*Set exercise*
Starting at the line that contains "the denim jeans", copy each line through the end of the listing below. Include both ends and output nothing more.

Records from a dataset:
▼
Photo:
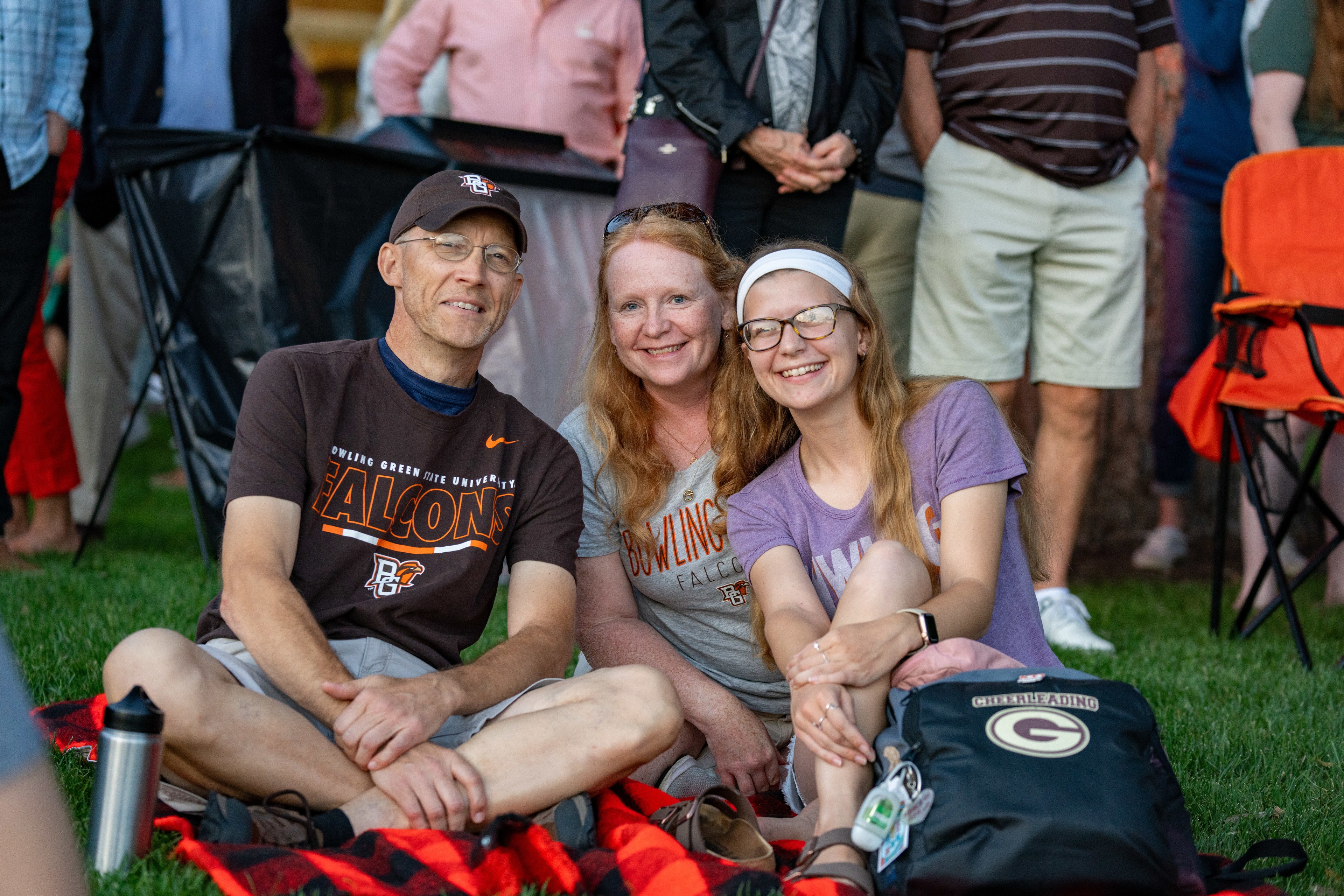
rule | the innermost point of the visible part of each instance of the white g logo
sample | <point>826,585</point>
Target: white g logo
<point>1049,734</point>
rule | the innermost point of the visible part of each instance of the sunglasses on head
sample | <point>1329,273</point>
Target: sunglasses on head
<point>677,211</point>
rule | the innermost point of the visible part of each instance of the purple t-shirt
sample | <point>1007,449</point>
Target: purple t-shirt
<point>955,442</point>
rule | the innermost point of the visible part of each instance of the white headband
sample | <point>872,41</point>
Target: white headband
<point>808,260</point>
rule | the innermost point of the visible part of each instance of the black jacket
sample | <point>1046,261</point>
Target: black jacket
<point>124,84</point>
<point>701,53</point>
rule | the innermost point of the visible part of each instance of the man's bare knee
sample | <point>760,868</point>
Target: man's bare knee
<point>170,668</point>
<point>644,710</point>
<point>889,578</point>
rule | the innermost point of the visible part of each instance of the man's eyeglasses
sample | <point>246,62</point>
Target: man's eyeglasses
<point>677,211</point>
<point>818,322</point>
<point>455,248</point>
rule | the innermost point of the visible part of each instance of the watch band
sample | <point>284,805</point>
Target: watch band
<point>928,625</point>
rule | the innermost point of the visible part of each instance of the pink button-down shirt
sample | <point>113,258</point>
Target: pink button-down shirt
<point>566,66</point>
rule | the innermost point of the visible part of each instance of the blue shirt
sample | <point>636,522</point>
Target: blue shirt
<point>1214,130</point>
<point>42,65</point>
<point>436,397</point>
<point>198,91</point>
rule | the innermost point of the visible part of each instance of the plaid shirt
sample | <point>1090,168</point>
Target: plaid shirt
<point>42,65</point>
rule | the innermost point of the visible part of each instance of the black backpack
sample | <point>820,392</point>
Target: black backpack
<point>1046,782</point>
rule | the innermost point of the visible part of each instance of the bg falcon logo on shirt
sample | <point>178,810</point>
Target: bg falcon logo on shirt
<point>479,184</point>
<point>736,593</point>
<point>392,575</point>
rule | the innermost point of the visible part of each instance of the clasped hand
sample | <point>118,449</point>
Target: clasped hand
<point>823,721</point>
<point>798,166</point>
<point>853,655</point>
<point>435,788</point>
<point>386,716</point>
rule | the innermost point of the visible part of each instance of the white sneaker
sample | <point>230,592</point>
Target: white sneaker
<point>1163,547</point>
<point>1065,620</point>
<point>689,778</point>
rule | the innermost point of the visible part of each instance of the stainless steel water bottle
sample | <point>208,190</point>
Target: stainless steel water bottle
<point>130,750</point>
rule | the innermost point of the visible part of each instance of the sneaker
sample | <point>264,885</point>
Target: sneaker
<point>1065,620</point>
<point>232,821</point>
<point>570,821</point>
<point>690,777</point>
<point>1163,547</point>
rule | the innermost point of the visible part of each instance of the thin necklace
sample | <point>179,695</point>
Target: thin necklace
<point>695,455</point>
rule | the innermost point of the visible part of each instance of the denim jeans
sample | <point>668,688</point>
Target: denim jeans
<point>1193,250</point>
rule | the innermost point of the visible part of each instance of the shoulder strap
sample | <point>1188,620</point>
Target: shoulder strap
<point>1264,849</point>
<point>760,57</point>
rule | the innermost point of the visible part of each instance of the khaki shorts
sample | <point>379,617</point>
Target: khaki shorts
<point>1010,262</point>
<point>362,657</point>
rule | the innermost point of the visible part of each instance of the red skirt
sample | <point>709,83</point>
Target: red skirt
<point>42,456</point>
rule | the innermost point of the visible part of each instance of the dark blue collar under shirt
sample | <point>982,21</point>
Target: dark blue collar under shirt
<point>436,397</point>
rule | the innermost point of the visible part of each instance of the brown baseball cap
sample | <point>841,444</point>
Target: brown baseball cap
<point>445,195</point>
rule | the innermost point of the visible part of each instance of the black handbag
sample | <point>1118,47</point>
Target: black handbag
<point>667,162</point>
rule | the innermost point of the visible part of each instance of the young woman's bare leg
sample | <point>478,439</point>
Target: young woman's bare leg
<point>889,578</point>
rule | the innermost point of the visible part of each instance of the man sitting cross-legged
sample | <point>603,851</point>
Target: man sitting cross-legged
<point>376,491</point>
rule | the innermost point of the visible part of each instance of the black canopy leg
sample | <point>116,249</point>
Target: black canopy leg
<point>227,190</point>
▲
*Correct response*
rule | the innermost point of the visible part of each instance of the denim jeans
sample | <point>668,688</point>
Target: denim jeans
<point>1193,250</point>
rule | the innermost point of the visible part of each instance of the shoulder strap
sample | <point>1188,620</point>
Target: shoulder strap
<point>1264,849</point>
<point>760,57</point>
rule | the innermost point of the visible part of each instance of the khaki shorts
sample | <point>379,617</point>
Target: khaki shorts
<point>1010,262</point>
<point>362,657</point>
rule | the innermost point of the visible part of each instance of the red skirt
sample | <point>709,83</point>
Target: red skirt
<point>42,456</point>
rule | the innermost point of the visible part of each instance of the dark blue collar under shirt
sample | <point>982,21</point>
Target: dark blue collar under shirt
<point>436,397</point>
rule | the innermost point of the visible part of each instance of the brown baseball cap
sample | <point>841,444</point>
Target: brown baseball cap
<point>445,195</point>
rule | the innermost point of the visible part of each instance of the black handbag
sample | <point>1118,47</point>
Target: black handbag
<point>667,162</point>
rule | the innermost point of the visible part of each instance of the young woman's bare leg
sample | <point>478,439</point>
Target: young woman's bare leg
<point>889,578</point>
rule | the innermost point of the visible part of each instance of the man sitting cross-legged
sample | <point>603,851</point>
Target: man sitting cross-legged
<point>376,491</point>
rule | the innermost point of the visible part of each instance of the black canopy leg
sample | <point>116,249</point>
Target: black canopy leg
<point>227,190</point>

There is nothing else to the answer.